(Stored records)
* * * * * * *
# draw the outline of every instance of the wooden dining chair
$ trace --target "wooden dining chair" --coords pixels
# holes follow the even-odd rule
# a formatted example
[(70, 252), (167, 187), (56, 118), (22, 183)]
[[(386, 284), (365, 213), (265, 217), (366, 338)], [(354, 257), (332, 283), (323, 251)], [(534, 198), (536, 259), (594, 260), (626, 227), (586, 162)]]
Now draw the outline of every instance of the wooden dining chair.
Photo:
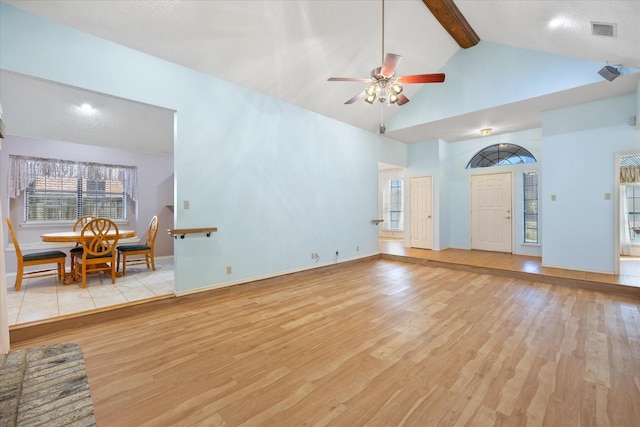
[[(127, 263), (129, 265), (147, 264), (147, 268), (151, 267), (151, 270), (156, 270), (156, 262), (154, 255), (154, 245), (156, 242), (156, 235), (158, 234), (158, 217), (154, 216), (149, 222), (149, 229), (147, 230), (147, 239), (144, 244), (135, 245), (121, 245), (117, 247), (118, 250), (118, 271), (120, 271), (120, 257), (122, 257), (122, 274), (127, 273)], [(135, 256), (132, 259), (127, 257)], [(144, 258), (141, 258), (143, 256)]]
[[(82, 230), (82, 227), (84, 227), (89, 221), (94, 218), (95, 217), (93, 216), (83, 216), (78, 218), (73, 224), (73, 231), (78, 231), (78, 229)], [(82, 256), (82, 244), (80, 244), (80, 242), (77, 242), (76, 246), (69, 250), (69, 255), (71, 255), (71, 272), (73, 273), (73, 269), (76, 265), (76, 257)]]
[[(108, 233), (112, 233), (108, 236)], [(115, 237), (114, 237), (115, 236)], [(75, 280), (82, 276), (82, 287), (87, 287), (87, 274), (111, 272), (111, 283), (116, 283), (116, 245), (118, 226), (108, 218), (94, 218), (80, 232), (82, 255), (76, 257), (73, 268)]]
[[(58, 276), (61, 281), (64, 280), (64, 264), (67, 261), (67, 254), (62, 251), (44, 251), (23, 255), (22, 250), (20, 250), (20, 245), (18, 244), (18, 239), (16, 238), (16, 233), (13, 231), (13, 226), (11, 225), (11, 221), (9, 220), (9, 218), (7, 218), (7, 226), (9, 227), (11, 240), (13, 241), (13, 248), (15, 249), (16, 256), (18, 257), (18, 268), (16, 271), (15, 282), (16, 291), (19, 291), (22, 287), (23, 278), (28, 279), (36, 277)], [(50, 267), (45, 270), (24, 271), (25, 267), (46, 264), (56, 264), (56, 267)]]

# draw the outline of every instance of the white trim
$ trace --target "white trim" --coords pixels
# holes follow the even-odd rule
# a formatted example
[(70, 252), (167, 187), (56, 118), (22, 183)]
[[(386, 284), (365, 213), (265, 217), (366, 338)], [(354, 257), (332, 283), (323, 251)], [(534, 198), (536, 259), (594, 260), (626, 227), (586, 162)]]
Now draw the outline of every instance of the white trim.
[(640, 150), (626, 150), (618, 151), (615, 153), (613, 165), (614, 186), (613, 192), (613, 274), (620, 275), (620, 157), (628, 156), (630, 154), (640, 154)]

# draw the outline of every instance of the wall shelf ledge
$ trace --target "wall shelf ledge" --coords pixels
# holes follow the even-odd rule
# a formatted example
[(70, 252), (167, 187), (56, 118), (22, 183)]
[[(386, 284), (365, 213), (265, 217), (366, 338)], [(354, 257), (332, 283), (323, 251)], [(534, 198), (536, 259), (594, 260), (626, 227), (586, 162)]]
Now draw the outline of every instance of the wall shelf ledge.
[(206, 233), (207, 237), (211, 237), (211, 233), (218, 231), (218, 227), (202, 227), (202, 228), (169, 228), (167, 233), (177, 239), (180, 236), (181, 239), (187, 234)]

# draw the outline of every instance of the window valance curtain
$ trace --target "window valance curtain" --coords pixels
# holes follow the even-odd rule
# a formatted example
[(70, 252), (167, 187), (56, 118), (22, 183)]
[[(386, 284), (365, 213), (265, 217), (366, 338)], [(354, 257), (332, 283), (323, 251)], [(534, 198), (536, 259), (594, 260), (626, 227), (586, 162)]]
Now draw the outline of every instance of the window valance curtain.
[(9, 197), (15, 198), (39, 176), (120, 181), (125, 193), (138, 200), (138, 168), (37, 157), (9, 156)]
[(640, 183), (640, 166), (620, 166), (620, 184)]

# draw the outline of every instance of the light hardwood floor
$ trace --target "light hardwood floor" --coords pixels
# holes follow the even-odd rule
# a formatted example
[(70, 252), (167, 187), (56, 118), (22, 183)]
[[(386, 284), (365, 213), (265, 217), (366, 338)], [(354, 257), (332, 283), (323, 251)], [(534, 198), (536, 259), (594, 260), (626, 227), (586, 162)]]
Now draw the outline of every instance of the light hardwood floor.
[(404, 247), (403, 241), (397, 239), (380, 240), (379, 246), (387, 259), (491, 272), (640, 297), (640, 257), (621, 257), (620, 274), (614, 275), (545, 267), (542, 258), (528, 255), (464, 249), (432, 251)]
[(373, 259), (158, 302), (76, 342), (101, 426), (638, 426), (640, 300)]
* * * * * * *
▸ Exercise prompt
With the pictures excluded, retype the records above verbatim.

▸ Solution below
# draw the outline of every instance of the wooden dining chair
$ trace --target "wooden dining chair" --coords pixels
# holes follow the even-odd rule
# a formatted example
[(70, 252), (167, 187), (56, 118), (22, 183)]
[[(386, 284), (365, 213), (265, 217), (366, 338)], [(354, 257), (332, 283), (323, 251)], [(534, 198), (536, 259), (594, 260), (626, 227), (586, 162)]]
Now draw the outline of every instance of the wooden dining chair.
Photo:
[[(127, 263), (129, 265), (147, 264), (147, 268), (151, 267), (151, 270), (156, 270), (156, 262), (154, 255), (154, 245), (156, 242), (156, 235), (158, 234), (158, 217), (154, 216), (149, 222), (149, 229), (147, 230), (147, 239), (144, 244), (135, 245), (121, 245), (117, 247), (118, 250), (118, 271), (120, 271), (120, 257), (122, 257), (122, 274), (127, 273)], [(135, 256), (132, 259), (127, 257)], [(144, 258), (141, 258), (143, 256)]]
[[(82, 230), (82, 227), (84, 227), (89, 221), (94, 218), (95, 217), (93, 216), (83, 216), (78, 218), (73, 224), (73, 231), (78, 231), (78, 229)], [(82, 256), (82, 244), (80, 244), (80, 242), (77, 242), (76, 246), (69, 250), (69, 255), (71, 255), (71, 272), (73, 273), (73, 269), (76, 265), (76, 257)]]
[[(108, 233), (112, 233), (108, 236)], [(115, 237), (114, 237), (115, 236)], [(75, 280), (82, 276), (82, 287), (87, 287), (87, 274), (111, 272), (111, 283), (116, 283), (116, 245), (118, 226), (108, 218), (94, 218), (80, 232), (82, 255), (76, 257), (73, 268)]]
[[(58, 276), (61, 281), (64, 280), (64, 264), (67, 261), (67, 254), (62, 251), (44, 251), (23, 255), (22, 250), (20, 250), (20, 245), (18, 244), (18, 239), (16, 238), (16, 233), (13, 231), (13, 226), (11, 225), (11, 221), (9, 220), (9, 218), (7, 218), (7, 226), (9, 227), (11, 240), (13, 241), (13, 248), (15, 249), (16, 256), (18, 257), (18, 268), (16, 271), (15, 282), (16, 291), (19, 291), (22, 287), (23, 278), (28, 279), (36, 277)], [(50, 267), (45, 270), (24, 271), (25, 267), (46, 264), (56, 264), (56, 267)]]

# draw the outline of every instance of the white trim
$ trace --target "white trim" --coords pixels
# holes follow the even-odd rule
# a formatted example
[(70, 252), (167, 187), (56, 118), (22, 183)]
[[(386, 284), (365, 213), (265, 217), (366, 338)], [(354, 257), (332, 283), (323, 251)], [(534, 198), (536, 259), (594, 260), (626, 227), (586, 162)]]
Now draw the outline of every instance of the white trim.
[(640, 150), (626, 150), (618, 151), (615, 153), (613, 165), (614, 186), (613, 192), (613, 274), (620, 275), (620, 157), (628, 156), (630, 154), (640, 154)]

# draw the outline of every instance of the wall shelf ledge
$ trace --target "wall shelf ledge" --coords pixels
# holes follow the even-odd rule
# a formatted example
[(70, 252), (167, 187), (56, 118), (22, 183)]
[[(386, 284), (365, 213), (265, 217), (366, 338)], [(354, 257), (332, 283), (323, 251)], [(534, 198), (536, 259), (594, 260), (626, 227), (586, 162)]]
Now draw the outline of every instance of the wall shelf ledge.
[(206, 233), (207, 237), (211, 237), (211, 233), (218, 231), (218, 227), (202, 227), (202, 228), (169, 228), (167, 233), (177, 239), (180, 236), (181, 239), (187, 234)]

# draw the outline of every instance of the window valance curtain
$ trace --target "window valance curtain" --coords pixels
# holes follow the even-odd rule
# a formatted example
[(70, 252), (167, 187), (56, 118), (22, 183)]
[[(386, 284), (365, 213), (265, 217), (366, 338)], [(354, 257), (332, 283), (323, 251)], [(534, 198), (536, 259), (594, 260), (626, 227), (586, 162)]]
Now draw the outline of every instance of the window valance curtain.
[(9, 197), (15, 198), (39, 176), (120, 181), (125, 193), (138, 200), (138, 168), (37, 157), (9, 156)]
[(640, 183), (640, 166), (620, 166), (620, 184)]

# draw the outline of every instance of the light hardwood floor
$ trace --target "light hardwood floor" --coords pixels
# holes follow the even-odd rule
# a formatted example
[(70, 252), (167, 187), (56, 118), (22, 183)]
[[(386, 284), (365, 213), (265, 217), (366, 338)], [(354, 257), (332, 283), (323, 251)], [(534, 198), (536, 259), (594, 260), (626, 227), (586, 162)]]
Now draw the outline of every instance of the light hardwood floor.
[(404, 247), (403, 241), (397, 239), (380, 240), (379, 246), (387, 259), (491, 272), (640, 297), (640, 257), (621, 257), (620, 274), (614, 275), (545, 267), (542, 258), (528, 255), (464, 249), (432, 251)]
[(373, 259), (158, 302), (76, 342), (101, 426), (638, 426), (640, 300)]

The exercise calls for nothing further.